* [Requirement] Rewrite the items starting at the first line and ending at the line that contains "M 353 230 L", putting "fence post" wherever "wooden post" appears and keeping everything else the same.

Segmentation dataset items:
——
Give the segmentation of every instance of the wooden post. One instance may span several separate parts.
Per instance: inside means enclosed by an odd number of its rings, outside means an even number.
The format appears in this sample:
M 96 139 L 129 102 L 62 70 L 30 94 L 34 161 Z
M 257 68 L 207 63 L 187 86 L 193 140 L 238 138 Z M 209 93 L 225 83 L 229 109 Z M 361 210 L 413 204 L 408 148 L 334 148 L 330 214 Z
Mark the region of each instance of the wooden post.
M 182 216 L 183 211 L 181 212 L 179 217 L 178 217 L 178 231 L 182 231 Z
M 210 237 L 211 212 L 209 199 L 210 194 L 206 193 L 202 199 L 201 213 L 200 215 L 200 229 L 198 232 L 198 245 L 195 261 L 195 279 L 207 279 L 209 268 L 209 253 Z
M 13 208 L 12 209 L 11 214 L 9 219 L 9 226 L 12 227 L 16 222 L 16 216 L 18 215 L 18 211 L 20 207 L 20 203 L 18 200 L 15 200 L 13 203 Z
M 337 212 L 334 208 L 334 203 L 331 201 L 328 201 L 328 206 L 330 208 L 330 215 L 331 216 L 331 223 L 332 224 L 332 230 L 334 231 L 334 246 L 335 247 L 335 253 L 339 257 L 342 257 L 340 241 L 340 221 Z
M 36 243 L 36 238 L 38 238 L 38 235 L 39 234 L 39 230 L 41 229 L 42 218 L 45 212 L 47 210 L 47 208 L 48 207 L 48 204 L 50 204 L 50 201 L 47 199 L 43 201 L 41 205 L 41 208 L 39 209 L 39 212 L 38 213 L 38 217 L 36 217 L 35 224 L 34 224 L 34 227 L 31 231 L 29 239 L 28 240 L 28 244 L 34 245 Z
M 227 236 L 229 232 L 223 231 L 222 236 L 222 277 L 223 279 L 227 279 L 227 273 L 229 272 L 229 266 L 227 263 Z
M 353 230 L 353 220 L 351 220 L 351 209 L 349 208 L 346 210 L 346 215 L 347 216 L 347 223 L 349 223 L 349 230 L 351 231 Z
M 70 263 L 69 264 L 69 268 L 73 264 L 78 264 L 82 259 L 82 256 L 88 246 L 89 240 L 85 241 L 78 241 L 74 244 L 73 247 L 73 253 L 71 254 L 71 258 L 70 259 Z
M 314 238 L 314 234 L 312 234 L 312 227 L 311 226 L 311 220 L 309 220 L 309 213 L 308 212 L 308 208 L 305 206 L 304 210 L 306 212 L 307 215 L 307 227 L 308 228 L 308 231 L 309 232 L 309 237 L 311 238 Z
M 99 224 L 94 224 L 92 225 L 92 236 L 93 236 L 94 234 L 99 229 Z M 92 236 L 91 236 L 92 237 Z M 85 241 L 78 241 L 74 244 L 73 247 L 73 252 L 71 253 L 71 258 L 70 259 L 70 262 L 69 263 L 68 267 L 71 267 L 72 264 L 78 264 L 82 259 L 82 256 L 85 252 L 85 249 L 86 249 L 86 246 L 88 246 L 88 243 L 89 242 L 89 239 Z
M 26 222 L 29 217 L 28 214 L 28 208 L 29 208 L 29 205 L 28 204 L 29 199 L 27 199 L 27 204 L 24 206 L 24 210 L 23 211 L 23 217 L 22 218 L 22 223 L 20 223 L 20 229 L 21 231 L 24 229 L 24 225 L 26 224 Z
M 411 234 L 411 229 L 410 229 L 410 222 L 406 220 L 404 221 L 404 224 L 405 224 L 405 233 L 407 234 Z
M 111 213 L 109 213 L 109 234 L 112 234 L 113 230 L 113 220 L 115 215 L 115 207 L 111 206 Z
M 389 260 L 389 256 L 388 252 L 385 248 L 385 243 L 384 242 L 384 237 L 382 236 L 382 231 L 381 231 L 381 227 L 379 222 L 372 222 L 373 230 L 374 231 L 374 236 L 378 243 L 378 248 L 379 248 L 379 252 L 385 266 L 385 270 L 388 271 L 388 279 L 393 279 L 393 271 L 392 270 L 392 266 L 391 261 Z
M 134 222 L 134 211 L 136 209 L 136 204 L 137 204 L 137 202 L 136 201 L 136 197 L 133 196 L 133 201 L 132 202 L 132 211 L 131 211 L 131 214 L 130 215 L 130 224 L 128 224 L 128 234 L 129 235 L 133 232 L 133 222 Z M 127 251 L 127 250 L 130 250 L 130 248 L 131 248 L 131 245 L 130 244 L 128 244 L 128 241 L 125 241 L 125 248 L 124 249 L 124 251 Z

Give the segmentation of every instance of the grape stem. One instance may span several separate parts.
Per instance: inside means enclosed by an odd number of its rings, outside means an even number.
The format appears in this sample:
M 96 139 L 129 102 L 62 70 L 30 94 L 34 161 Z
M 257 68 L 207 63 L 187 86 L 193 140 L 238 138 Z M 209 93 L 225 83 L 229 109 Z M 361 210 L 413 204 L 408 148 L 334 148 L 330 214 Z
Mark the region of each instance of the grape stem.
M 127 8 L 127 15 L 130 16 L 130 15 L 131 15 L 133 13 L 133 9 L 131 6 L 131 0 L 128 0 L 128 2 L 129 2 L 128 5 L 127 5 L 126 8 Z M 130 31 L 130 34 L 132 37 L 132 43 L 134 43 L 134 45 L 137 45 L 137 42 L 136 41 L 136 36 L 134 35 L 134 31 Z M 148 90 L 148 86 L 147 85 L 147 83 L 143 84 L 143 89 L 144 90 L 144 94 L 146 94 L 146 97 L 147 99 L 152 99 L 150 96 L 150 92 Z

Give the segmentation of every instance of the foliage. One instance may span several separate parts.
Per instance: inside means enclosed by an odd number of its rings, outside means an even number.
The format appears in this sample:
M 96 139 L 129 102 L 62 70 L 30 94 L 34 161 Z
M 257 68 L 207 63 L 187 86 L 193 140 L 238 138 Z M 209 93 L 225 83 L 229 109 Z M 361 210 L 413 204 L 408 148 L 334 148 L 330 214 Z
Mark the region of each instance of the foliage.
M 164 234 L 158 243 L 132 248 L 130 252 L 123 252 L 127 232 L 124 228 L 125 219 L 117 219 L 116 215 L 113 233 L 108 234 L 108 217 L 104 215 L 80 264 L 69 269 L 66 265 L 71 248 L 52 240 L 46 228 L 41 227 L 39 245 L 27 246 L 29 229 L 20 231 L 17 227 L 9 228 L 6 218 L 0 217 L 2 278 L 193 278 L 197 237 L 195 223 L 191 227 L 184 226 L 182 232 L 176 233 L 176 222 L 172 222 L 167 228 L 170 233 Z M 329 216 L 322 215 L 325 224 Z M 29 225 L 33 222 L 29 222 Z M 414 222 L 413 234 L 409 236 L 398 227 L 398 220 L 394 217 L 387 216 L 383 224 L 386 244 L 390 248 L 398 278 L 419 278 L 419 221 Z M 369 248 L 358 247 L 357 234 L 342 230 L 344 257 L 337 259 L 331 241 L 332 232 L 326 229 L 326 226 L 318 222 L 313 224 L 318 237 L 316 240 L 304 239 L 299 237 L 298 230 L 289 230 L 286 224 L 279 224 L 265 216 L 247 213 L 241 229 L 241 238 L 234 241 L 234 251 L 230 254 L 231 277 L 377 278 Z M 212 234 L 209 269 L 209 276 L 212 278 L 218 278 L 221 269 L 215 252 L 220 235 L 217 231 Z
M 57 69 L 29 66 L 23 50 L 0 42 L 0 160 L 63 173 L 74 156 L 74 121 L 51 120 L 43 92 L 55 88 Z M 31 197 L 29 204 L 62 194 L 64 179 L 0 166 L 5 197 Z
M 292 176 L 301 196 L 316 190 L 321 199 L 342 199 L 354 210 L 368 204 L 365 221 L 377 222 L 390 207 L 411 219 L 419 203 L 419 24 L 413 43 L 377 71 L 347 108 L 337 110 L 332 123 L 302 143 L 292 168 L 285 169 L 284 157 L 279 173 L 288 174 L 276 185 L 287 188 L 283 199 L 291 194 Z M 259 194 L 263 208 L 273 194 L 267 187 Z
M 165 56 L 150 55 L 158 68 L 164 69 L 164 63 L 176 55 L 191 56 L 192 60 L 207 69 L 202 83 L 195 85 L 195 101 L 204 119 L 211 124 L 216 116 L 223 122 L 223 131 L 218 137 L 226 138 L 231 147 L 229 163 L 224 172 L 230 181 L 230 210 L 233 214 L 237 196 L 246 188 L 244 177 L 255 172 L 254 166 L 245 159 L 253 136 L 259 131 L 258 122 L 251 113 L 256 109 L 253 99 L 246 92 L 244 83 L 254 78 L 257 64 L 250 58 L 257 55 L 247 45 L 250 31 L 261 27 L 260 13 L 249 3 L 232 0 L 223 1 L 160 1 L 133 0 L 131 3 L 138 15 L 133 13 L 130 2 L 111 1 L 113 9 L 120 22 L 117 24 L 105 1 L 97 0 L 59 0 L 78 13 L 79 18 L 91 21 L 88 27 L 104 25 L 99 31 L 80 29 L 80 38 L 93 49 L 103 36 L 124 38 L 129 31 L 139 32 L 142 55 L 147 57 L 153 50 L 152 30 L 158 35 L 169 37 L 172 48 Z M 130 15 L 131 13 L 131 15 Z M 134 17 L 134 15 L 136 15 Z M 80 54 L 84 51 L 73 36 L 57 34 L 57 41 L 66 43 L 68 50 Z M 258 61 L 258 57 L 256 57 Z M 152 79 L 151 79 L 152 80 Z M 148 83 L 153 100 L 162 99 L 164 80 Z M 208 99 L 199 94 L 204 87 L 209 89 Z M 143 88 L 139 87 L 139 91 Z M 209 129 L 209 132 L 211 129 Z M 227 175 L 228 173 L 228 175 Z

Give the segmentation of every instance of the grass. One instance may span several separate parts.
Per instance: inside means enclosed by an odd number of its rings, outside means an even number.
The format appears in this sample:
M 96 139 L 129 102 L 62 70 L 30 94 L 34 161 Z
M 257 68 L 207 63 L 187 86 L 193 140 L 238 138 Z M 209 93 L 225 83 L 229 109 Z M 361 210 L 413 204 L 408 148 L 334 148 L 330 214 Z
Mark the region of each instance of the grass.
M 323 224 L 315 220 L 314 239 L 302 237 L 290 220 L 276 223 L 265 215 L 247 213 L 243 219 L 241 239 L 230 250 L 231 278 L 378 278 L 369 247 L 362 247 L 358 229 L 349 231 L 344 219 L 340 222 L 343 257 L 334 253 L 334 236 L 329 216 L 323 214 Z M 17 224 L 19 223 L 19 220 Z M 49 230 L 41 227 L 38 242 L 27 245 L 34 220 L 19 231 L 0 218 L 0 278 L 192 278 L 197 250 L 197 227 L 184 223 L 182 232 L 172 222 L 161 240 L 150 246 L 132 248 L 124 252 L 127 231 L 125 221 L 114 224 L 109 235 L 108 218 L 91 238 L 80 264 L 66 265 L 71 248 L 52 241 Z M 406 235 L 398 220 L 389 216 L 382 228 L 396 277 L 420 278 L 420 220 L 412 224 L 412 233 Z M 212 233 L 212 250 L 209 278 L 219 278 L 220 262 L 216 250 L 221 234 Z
——
* [Complete output]
Give the segmentation of every instance of the fence post. One instance may span several separate parts.
Per instance: inside means enclosed by an odd number of its rings, outside means an even number.
The format appears in this sample:
M 96 139 L 129 102 L 62 70 L 30 94 L 34 161 Z
M 257 68 L 207 63 L 187 86 L 193 140 L 238 138 Z M 209 93 L 225 83 L 229 109 Z M 361 210 L 413 204 L 408 148 L 334 148 L 330 214 Z
Mark the region of each instance of the fence post.
M 182 216 L 183 211 L 181 212 L 179 217 L 178 217 L 178 231 L 182 231 Z
M 210 237 L 211 212 L 209 199 L 210 194 L 206 193 L 202 199 L 201 213 L 200 215 L 200 229 L 198 232 L 198 245 L 195 261 L 195 279 L 207 279 L 209 268 L 209 253 Z
M 13 208 L 12 209 L 11 214 L 9 219 L 9 226 L 12 227 L 16 222 L 16 216 L 18 215 L 18 211 L 20 207 L 20 203 L 18 200 L 15 200 L 13 203 Z
M 337 212 L 334 208 L 334 203 L 331 201 L 328 201 L 328 206 L 330 208 L 330 215 L 331 216 L 331 223 L 332 224 L 332 230 L 334 231 L 334 246 L 335 247 L 335 253 L 339 257 L 342 257 L 340 241 L 340 221 Z
M 36 243 L 36 238 L 38 238 L 38 235 L 39 234 L 39 230 L 41 229 L 42 218 L 45 212 L 47 210 L 47 208 L 48 207 L 48 204 L 50 204 L 50 201 L 47 199 L 43 201 L 41 205 L 41 208 L 39 209 L 39 212 L 38 213 L 38 217 L 36 217 L 35 224 L 34 224 L 34 227 L 31 231 L 29 239 L 28 240 L 28 244 L 34 245 Z
M 227 236 L 229 232 L 223 231 L 222 236 L 222 277 L 223 279 L 227 279 L 227 273 L 229 272 L 229 266 L 227 263 Z
M 353 230 L 353 220 L 351 220 L 351 209 L 349 208 L 346 210 L 346 215 L 347 216 L 347 223 L 349 223 L 349 230 L 351 231 Z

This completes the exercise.